(Source records)
##########

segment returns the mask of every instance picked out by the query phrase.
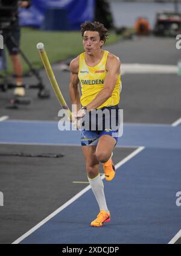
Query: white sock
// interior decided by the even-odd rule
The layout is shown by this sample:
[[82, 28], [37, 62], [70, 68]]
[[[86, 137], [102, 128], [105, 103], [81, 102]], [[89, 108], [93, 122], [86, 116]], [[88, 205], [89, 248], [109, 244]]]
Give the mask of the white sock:
[[91, 179], [88, 176], [87, 178], [96, 200], [99, 205], [100, 211], [104, 210], [107, 213], [109, 213], [104, 192], [104, 184], [100, 173], [94, 179]]

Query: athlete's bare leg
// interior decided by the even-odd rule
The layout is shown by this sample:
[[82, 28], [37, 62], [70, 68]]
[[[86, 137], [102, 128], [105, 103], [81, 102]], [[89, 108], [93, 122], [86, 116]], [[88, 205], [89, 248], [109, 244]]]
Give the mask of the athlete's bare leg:
[[95, 154], [96, 147], [96, 146], [82, 146], [82, 150], [86, 160], [88, 180], [99, 205], [100, 211], [104, 211], [104, 215], [107, 216], [107, 218], [110, 220], [110, 213], [107, 209], [104, 195], [104, 184], [99, 173], [99, 162]]

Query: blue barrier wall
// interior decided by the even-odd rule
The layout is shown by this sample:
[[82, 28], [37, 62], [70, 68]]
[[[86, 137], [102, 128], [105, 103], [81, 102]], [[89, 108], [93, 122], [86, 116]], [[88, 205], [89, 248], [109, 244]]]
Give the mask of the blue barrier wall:
[[84, 21], [92, 21], [94, 19], [95, 0], [31, 0], [31, 1], [32, 5], [30, 8], [19, 10], [19, 23], [21, 26], [37, 28], [45, 27], [45, 13], [47, 13], [48, 8], [65, 10], [68, 18], [68, 21], [66, 22], [69, 24], [68, 28], [67, 27], [66, 29], [70, 30], [79, 30], [81, 23]]

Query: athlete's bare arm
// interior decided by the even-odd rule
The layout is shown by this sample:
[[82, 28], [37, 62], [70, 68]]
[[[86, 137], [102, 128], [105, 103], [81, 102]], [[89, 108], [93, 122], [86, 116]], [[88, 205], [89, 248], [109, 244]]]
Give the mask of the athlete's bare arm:
[[98, 107], [111, 97], [116, 85], [117, 76], [120, 74], [120, 66], [121, 62], [119, 58], [109, 53], [106, 62], [107, 72], [104, 88], [97, 94], [92, 101], [86, 106], [87, 110]]
[[[69, 83], [69, 96], [72, 104], [77, 105], [77, 112], [81, 109], [80, 93], [78, 88], [78, 66], [79, 57], [72, 60], [70, 63], [70, 83]], [[72, 112], [75, 112], [74, 109]]]

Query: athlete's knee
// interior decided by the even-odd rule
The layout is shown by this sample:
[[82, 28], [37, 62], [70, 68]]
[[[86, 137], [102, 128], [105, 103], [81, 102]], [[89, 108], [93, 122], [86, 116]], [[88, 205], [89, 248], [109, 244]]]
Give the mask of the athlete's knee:
[[95, 155], [97, 159], [100, 162], [107, 162], [109, 159], [109, 156], [107, 155], [107, 153], [105, 152], [96, 152]]

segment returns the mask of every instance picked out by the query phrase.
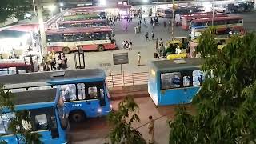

##########

Aim
Copy out all of the records above word for word, leaving out the pictures.

Task result
segment returns the mask of every instance picked out by the query phrase.
Query: white sock
// interior decided by the even-odd rule
The layout is shown by this sample:
[[82, 28], [37, 62], [70, 68]]
[[[86, 137], [102, 128], [105, 103], [81, 102]], [[89, 108], [93, 122], [86, 116]], [[88, 205], [89, 248], [109, 244]]]
Give the mask of the white sock:
[[91, 179], [88, 176], [87, 178], [96, 200], [99, 205], [100, 211], [104, 210], [107, 213], [109, 213], [104, 192], [104, 184], [100, 173], [94, 179]]

Query: athlete's bare leg
// interior decided by the even-odd rule
The layout is shown by this sample:
[[82, 28], [37, 62], [70, 68]]
[[[86, 137], [102, 128], [105, 103], [81, 102]], [[89, 108], [93, 122], [86, 116]], [[88, 205], [89, 248], [109, 244]]]
Give the mask of the athlete's bare leg:
[[95, 154], [96, 147], [96, 146], [82, 146], [82, 150], [86, 160], [88, 180], [99, 205], [100, 211], [104, 211], [104, 215], [107, 216], [107, 218], [110, 220], [110, 213], [107, 209], [104, 195], [104, 184], [99, 173], [99, 162]]

Query: blue barrier wall
// interior decided by the even-odd rule
The layout is shown by this sample:
[[82, 28], [37, 62], [70, 68]]
[[[86, 137], [102, 128], [105, 103], [81, 102]], [[89, 108], [93, 122], [86, 116]], [[88, 205], [89, 248], [109, 244]]]
Give the mask of the blue barrier wall:
[[84, 21], [92, 21], [94, 19], [95, 0], [31, 0], [31, 1], [32, 5], [30, 8], [19, 10], [19, 23], [21, 26], [37, 28], [45, 27], [45, 13], [47, 13], [48, 8], [65, 10], [68, 18], [68, 21], [66, 22], [69, 24], [68, 28], [67, 27], [66, 29], [70, 30], [79, 30], [81, 23]]

Query: athlete's bare arm
// interior decided by the even-odd rule
The layout is shown by this sample:
[[82, 28], [37, 62], [70, 68]]
[[[86, 137], [102, 128], [105, 103], [81, 102]], [[89, 108], [93, 122], [86, 116]], [[88, 205], [89, 248], [109, 244]]]
Give the mask of the athlete's bare arm:
[[98, 107], [111, 97], [116, 85], [117, 76], [120, 74], [120, 66], [121, 62], [119, 58], [109, 53], [106, 62], [107, 72], [104, 88], [97, 94], [92, 101], [86, 106], [87, 110]]
[[[69, 83], [69, 96], [72, 104], [77, 105], [77, 112], [81, 109], [80, 93], [78, 88], [78, 66], [79, 57], [72, 60], [70, 63], [70, 83]], [[72, 112], [75, 112], [74, 109]]]

Query: athlete's knee
// interior decided by the even-odd rule
The layout is shown by this sample:
[[82, 28], [37, 62], [70, 68]]
[[[86, 137], [102, 128], [105, 103], [81, 102]], [[89, 108], [93, 122], [86, 116]], [[88, 205], [89, 248], [109, 244]]]
Give the mask of the athlete's knee:
[[95, 155], [97, 159], [100, 162], [107, 162], [109, 159], [109, 156], [107, 155], [107, 153], [105, 152], [96, 152]]

segment returns the mask of every instance picked out by the query phrase.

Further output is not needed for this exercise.